- **Texte fourni**
Quelques mots pour toi avant de me coucher, mon Adèle bien-aimée. Helas ! j’ignore si tu m’écriras, mais ce n’est pas une raison pour que je me prive du bonheur de t’écrire. Tu dors sans doute en ce moment, combien de fois ne m’est-il pas arrivé de t’écrire pendant que tu dormais ! Tu m’as fait ce soir un reproche bien cruel, un reproche qui serait insupportable à ton Victor s’il pouvait croire qu’il sort de ton cœur comme il sort de ta bouche, tu m’as dit un moment que je ne t’aimais pas, qu’un moment, à la vérité, mais pour une pareille accusation, chère amie, un moment est déjà bien trop. Oh ! quand donc pourrai-je avoir le bonheur de donner ma vie pour un de tes sourires ou pour une de tes larmes, afin de démentir cette parole, à laquelle tu ne crois pas, dis, mon Adèle adorée ? Tu es profondément convaincue que tu es un ange, que mon âme entière se consume à t’aimer, que tu inspires à ton mari toute l’idolâtrie que tu dois inspirer à un être capable de t’apprécier. Adèle, si tu me voyais en ce moment, si tu étais là, près de moi, près de mon regard, près de ma bouche, Adèle, non, de ta vie, tu ne me répéterais plus que je ne t’aime pas. Adieu pour ce soir, je vais dormir seul, mais je te retrouverai dans mes rêves, en attendant les bienheureuses nuits où ma femme sera à la fois dans mes rêves et dans mes bras.


Jeudi matin.

Cependant, Adèle, tu me l’as encore répété hier au soir, ce reproche qui est une cruauté de ta part. Tu m’as redit que je t’aimais moins, et moi, il me semble que chaque jour je t’aime davantage. À la vérité, je ne t’écris ni ne te vois, certes, pas autant que je le voudrais, mais pourquoi cela ne dépend-il pas de moi ? je ne t’écrirais jamais, parce que je te verrais toujours. Je serais sans cesse à tes pieds ou sur ton sein, je serais déjà comme je serai dans quelques mois. Tout ce bonheur m’est refusé, je passe bien peu d’instants près de toi, et les autres, que je voudrais consacrer à t’écrire, il faut, sans

  1. Mardi et jeudi, lettres inédites.

- **Matériel**
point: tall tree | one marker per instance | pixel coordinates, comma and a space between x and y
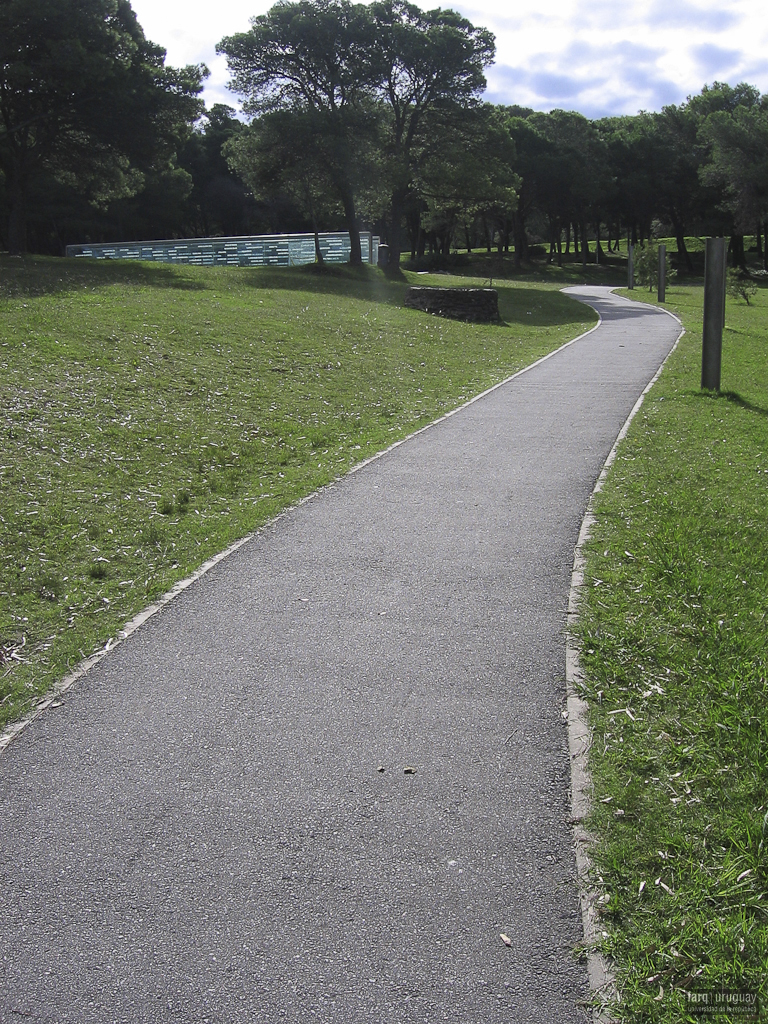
470, 175
432, 70
318, 56
86, 101
737, 164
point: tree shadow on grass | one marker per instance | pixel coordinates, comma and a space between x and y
37, 275
732, 396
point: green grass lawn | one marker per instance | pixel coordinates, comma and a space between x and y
152, 414
674, 638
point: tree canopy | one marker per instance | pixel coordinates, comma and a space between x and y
86, 104
352, 114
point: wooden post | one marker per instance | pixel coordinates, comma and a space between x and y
712, 343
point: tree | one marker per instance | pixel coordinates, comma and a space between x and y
86, 102
737, 163
470, 175
218, 203
314, 57
432, 70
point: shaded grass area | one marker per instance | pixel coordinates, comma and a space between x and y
152, 414
674, 637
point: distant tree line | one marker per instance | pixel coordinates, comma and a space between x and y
357, 116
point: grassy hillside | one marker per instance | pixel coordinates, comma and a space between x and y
675, 648
151, 415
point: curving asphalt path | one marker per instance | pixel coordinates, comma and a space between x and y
216, 824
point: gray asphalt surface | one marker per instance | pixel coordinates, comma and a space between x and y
203, 830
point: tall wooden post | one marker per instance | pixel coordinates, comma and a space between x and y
712, 345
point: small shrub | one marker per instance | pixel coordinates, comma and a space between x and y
646, 265
740, 286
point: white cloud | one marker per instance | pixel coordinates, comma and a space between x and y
596, 56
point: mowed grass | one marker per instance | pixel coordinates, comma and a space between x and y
151, 415
674, 637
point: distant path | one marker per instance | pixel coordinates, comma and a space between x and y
202, 833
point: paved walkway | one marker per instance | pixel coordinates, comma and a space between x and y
221, 822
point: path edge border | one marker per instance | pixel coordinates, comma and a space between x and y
603, 989
52, 697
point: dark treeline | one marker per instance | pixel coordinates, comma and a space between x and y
358, 116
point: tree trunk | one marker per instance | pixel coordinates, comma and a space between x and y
17, 221
737, 251
521, 242
397, 205
350, 216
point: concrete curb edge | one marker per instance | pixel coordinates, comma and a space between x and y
601, 980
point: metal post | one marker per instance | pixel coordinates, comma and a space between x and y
712, 345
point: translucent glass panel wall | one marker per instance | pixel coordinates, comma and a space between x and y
247, 250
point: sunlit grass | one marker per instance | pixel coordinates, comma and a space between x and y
675, 648
151, 415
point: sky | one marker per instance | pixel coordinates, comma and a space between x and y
599, 57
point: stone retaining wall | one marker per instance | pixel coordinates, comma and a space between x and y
473, 304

- **Consigne écrite**
Citez textuellement le passage de la lettre allant de « Cependant, Adèle, tu » à « jeudi, lettres inédites. ».

- **Réponse rédigée**
Cependant, Adèle, tu me l’as encore répété hier au soir, ce reproche qui est une cruauté de ta part. Tu m’as redit que je t’aimais moins, et moi, il me semble que chaque jour je t’aime davantage. À la vérité, je ne t’écris ni ne te vois, certes, pas autant que je le voudrais, mais pourquoi cela ne dépend-il pas de moi ? je ne t’écrirais jamais, parce que je te verrais toujours. Je serais sans cesse à tes pieds ou sur ton sein, je serais déjà comme je serai dans quelques mois. Tout ce bonheur m’est refusé, je passe bien peu d’instants près de toi, et les autres, que je voudrais consacrer à t’écrire, il faut, sans

  1. Mardi et jeudi, lettres inédites.